Work to be completed |
Every line of the entries below that carries the string "firefighting" should be copied.

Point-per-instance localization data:
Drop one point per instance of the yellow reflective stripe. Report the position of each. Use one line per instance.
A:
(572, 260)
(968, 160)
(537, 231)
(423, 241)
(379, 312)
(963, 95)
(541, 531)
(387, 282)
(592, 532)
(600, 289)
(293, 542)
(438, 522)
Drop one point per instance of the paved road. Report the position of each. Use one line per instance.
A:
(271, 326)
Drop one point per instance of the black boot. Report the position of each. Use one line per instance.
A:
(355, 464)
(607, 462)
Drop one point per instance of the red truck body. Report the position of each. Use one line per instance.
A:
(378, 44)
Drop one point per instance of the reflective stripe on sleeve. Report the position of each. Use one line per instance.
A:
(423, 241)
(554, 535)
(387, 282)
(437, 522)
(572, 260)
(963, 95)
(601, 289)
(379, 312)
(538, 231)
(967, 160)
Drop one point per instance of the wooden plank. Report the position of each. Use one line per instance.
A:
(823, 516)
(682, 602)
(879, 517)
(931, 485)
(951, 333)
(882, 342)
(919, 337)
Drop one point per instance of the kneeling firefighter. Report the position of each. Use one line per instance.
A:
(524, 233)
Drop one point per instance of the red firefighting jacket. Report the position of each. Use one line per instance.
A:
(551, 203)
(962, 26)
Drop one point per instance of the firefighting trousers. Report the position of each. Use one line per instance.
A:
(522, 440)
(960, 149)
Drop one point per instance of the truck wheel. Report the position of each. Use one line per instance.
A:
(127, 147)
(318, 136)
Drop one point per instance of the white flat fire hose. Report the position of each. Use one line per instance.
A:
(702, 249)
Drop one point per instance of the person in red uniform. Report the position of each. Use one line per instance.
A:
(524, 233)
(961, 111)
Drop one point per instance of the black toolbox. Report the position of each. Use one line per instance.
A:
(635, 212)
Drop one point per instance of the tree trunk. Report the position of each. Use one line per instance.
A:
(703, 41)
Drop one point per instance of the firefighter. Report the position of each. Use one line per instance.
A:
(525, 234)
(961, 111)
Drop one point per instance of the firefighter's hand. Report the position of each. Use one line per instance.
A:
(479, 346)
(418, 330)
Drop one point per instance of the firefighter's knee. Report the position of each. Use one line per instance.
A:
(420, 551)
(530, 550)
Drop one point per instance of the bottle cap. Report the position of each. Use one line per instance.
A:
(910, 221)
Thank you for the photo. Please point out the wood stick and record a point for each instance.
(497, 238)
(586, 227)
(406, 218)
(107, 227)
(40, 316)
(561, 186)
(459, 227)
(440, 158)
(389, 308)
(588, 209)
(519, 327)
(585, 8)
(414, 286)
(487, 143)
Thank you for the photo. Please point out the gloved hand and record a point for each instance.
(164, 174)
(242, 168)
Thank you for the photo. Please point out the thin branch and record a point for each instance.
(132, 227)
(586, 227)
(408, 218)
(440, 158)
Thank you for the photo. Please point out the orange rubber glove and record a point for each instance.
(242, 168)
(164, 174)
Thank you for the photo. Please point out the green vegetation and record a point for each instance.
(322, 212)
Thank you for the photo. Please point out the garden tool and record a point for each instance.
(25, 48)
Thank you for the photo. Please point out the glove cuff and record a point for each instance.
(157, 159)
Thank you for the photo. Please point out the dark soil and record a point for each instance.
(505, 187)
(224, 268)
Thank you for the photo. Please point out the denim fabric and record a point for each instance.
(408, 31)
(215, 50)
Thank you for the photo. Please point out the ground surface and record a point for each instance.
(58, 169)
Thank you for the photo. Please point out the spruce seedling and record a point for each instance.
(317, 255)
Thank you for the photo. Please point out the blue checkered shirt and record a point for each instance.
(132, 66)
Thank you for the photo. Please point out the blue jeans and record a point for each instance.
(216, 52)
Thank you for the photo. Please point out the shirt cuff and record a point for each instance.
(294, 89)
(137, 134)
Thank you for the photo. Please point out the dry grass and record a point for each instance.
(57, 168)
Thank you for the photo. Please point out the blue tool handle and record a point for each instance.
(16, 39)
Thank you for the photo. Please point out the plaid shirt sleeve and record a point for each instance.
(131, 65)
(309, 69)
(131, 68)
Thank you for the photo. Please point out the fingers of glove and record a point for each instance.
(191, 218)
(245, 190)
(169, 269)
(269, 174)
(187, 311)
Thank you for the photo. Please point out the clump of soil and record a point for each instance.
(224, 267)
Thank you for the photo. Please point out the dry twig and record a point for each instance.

Solution for this problem |
Drop one point per instance of the red firefighting jacket. Report the position of each. Use one line per instance.
Drop one point per instance of the firefighting trousers. Report the position of each. Use one line per instance.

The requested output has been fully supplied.